- [EXPLORE THE MATERIAL]
[1] In the water heater question, how long after the heater reached temperature and shut off did the dripping stop?
[2] Echo the water heater question word for word, from "About the seventh" up to and including "pressure was on it.".

Q: We have a 2009 Fleetwood Formula toy hauler with a 10-gallon Atwood gas-only water heater. Last year during a trip we noticed water coming out on the floor from the water heater area and found the water heater dripping from the bottom, not the fittings. This messed up our trip due to keeping the water heater isolated until we really needed hot water and then we used rags and pans to catch the leaking water. After a little haggling Atwood did replace the heater. They inspected it and determined it was not a freeze crack but a rupture.
About the seventh week of using the new water heater this year I found water on the floor by the door of the cabinet where it is located. I removed the access panel and saw water dripping from the bottom of the heater. We are dry camping and using the water out of the trailer’s freshwater tank. I had just finished my shower when I noticed the dripping. I kept an eye on the drip until the water heater got to temperature and shut off. After about five minutes the dripping stopped. The air temperature outside went down to 40 degrees last night so my potable water most likely got close to that. Do you think the water heater, even though it has a foam insulation wrap, was sweating due to the cold water going into the hot tank? The first water heater never quit leaking when water pressure was on it.

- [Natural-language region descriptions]
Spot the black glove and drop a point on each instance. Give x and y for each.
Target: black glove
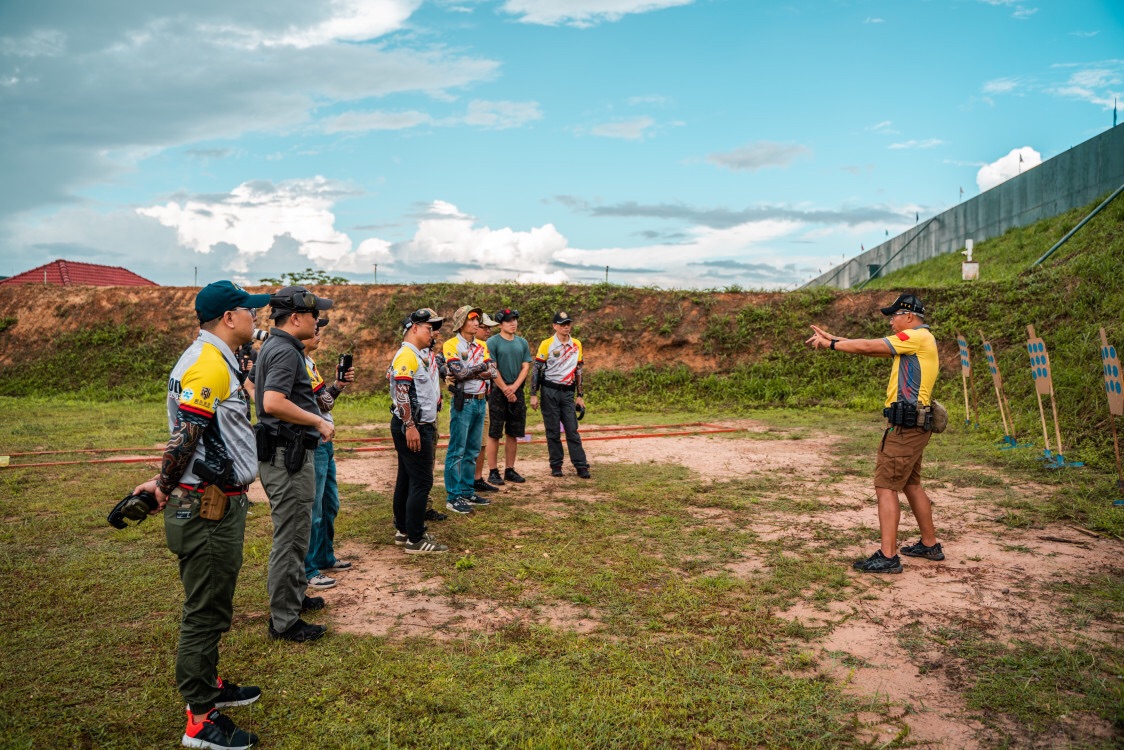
(134, 507)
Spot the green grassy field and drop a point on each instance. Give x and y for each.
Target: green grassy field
(687, 656)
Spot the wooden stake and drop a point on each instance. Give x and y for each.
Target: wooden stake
(1116, 445)
(1003, 415)
(1042, 413)
(1053, 405)
(963, 379)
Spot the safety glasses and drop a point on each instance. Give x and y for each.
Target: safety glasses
(302, 301)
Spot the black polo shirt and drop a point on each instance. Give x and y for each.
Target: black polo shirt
(281, 367)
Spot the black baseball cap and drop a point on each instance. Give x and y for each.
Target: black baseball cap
(907, 303)
(296, 299)
(221, 296)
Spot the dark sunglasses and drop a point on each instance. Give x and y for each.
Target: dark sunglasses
(302, 301)
(417, 317)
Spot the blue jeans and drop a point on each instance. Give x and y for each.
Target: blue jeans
(325, 508)
(465, 431)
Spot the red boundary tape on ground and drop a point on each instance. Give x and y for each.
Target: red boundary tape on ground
(708, 430)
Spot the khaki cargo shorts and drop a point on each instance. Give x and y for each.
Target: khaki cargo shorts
(899, 458)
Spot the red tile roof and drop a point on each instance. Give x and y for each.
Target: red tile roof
(71, 273)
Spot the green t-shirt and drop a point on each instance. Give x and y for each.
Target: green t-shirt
(508, 355)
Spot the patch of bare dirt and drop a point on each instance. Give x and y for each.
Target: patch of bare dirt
(387, 594)
(996, 579)
(721, 457)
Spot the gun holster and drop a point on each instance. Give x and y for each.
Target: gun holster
(902, 414)
(266, 442)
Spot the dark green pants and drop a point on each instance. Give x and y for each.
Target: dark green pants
(210, 557)
(291, 496)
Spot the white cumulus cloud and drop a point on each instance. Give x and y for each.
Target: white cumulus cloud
(628, 129)
(255, 215)
(927, 143)
(753, 156)
(582, 12)
(1003, 169)
(446, 234)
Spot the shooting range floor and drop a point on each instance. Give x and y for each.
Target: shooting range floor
(998, 580)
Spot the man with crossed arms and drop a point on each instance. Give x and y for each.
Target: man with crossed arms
(558, 372)
(415, 390)
(469, 366)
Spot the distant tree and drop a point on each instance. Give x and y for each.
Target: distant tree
(308, 277)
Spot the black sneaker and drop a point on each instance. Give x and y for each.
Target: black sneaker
(459, 505)
(235, 695)
(879, 563)
(919, 550)
(299, 632)
(217, 732)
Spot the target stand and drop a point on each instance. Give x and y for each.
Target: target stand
(1043, 386)
(1009, 437)
(966, 378)
(1111, 367)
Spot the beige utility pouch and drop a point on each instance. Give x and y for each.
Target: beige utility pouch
(212, 504)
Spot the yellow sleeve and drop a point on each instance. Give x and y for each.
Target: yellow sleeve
(906, 342)
(405, 364)
(205, 383)
(449, 349)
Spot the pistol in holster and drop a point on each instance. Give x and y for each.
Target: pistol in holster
(212, 502)
(903, 414)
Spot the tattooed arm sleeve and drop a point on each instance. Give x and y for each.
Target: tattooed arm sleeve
(325, 399)
(536, 376)
(181, 446)
(402, 400)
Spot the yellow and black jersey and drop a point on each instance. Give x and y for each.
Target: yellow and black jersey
(205, 386)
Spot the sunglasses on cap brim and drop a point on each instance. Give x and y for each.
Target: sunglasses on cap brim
(422, 316)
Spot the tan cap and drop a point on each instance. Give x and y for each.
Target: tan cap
(462, 314)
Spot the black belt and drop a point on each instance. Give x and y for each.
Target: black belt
(227, 489)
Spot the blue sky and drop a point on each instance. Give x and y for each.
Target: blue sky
(682, 143)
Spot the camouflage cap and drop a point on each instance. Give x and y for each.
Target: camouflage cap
(462, 314)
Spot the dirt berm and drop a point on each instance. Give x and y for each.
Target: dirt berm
(108, 337)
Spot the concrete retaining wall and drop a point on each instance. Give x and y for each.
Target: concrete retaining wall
(1071, 179)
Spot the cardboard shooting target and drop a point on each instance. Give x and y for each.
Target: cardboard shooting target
(966, 360)
(1040, 363)
(1111, 367)
(993, 366)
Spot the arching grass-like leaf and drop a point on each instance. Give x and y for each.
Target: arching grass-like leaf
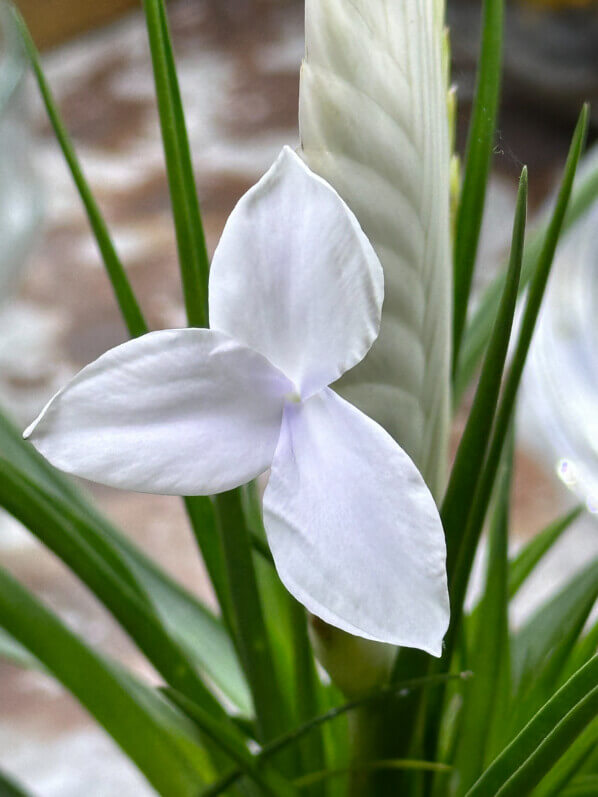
(547, 736)
(195, 627)
(479, 329)
(478, 157)
(526, 560)
(11, 651)
(293, 737)
(10, 788)
(373, 122)
(252, 639)
(569, 764)
(489, 656)
(475, 520)
(77, 543)
(120, 283)
(159, 740)
(193, 257)
(472, 447)
(552, 624)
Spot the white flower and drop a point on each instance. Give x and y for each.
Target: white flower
(295, 300)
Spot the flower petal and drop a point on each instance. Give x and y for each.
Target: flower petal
(353, 529)
(295, 278)
(177, 412)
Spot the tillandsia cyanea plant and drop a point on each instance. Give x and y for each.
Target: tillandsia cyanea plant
(327, 343)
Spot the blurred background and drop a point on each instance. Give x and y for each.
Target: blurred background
(239, 67)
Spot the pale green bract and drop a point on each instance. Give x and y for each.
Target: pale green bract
(374, 123)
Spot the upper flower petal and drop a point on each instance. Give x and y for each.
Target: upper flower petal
(178, 412)
(353, 529)
(295, 278)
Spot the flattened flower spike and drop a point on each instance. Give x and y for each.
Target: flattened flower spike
(295, 301)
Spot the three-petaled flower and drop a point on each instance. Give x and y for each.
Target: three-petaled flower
(295, 299)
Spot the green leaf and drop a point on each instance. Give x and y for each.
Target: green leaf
(547, 736)
(189, 236)
(552, 625)
(479, 329)
(293, 737)
(586, 786)
(9, 788)
(193, 257)
(526, 560)
(122, 289)
(474, 441)
(569, 764)
(475, 520)
(488, 691)
(196, 629)
(478, 157)
(160, 741)
(372, 766)
(251, 636)
(233, 744)
(11, 651)
(77, 543)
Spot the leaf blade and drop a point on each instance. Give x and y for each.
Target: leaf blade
(167, 761)
(193, 257)
(478, 157)
(544, 739)
(125, 297)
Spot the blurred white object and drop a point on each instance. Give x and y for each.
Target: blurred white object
(20, 204)
(560, 391)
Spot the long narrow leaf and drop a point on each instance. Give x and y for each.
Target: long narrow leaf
(157, 739)
(122, 289)
(9, 787)
(526, 560)
(537, 288)
(490, 647)
(67, 536)
(252, 638)
(478, 157)
(472, 448)
(193, 258)
(234, 746)
(569, 765)
(544, 739)
(372, 766)
(11, 651)
(293, 737)
(479, 329)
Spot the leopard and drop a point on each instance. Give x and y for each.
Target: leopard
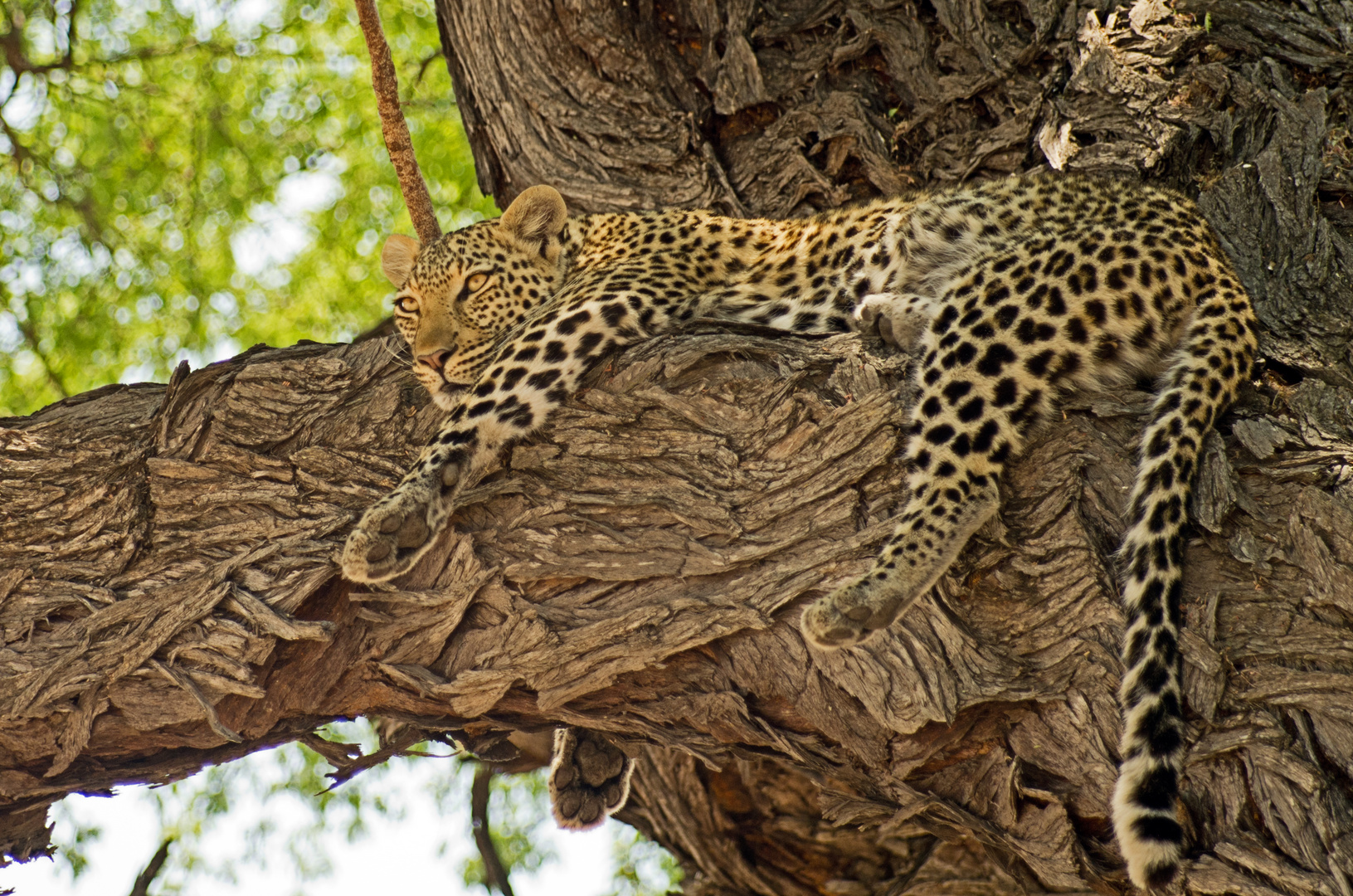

- [WRITTEN ANSWERS]
[1] After about five minutes.

[2]
About the seventh week of using the new water heater this year I found water on the floor by the door of the cabinet where it is located. I removed the access panel and saw water dripping from the bottom of the heater. We are dry camping and using the water out of the trailer’s freshwater tank. I had just finished my shower when I noticed the dripping. I kept an eye on the drip until the water heater got to temperature and shut off. After about five minutes the dripping stopped. The air temperature outside went down to 40 degrees last night so my potable water most likely got close to that. Do you think the water heater, even though it has a foam insulation wrap, was sweating due to the cold water going into the hot tank? The first water heater never quit leaking when water pressure was on it.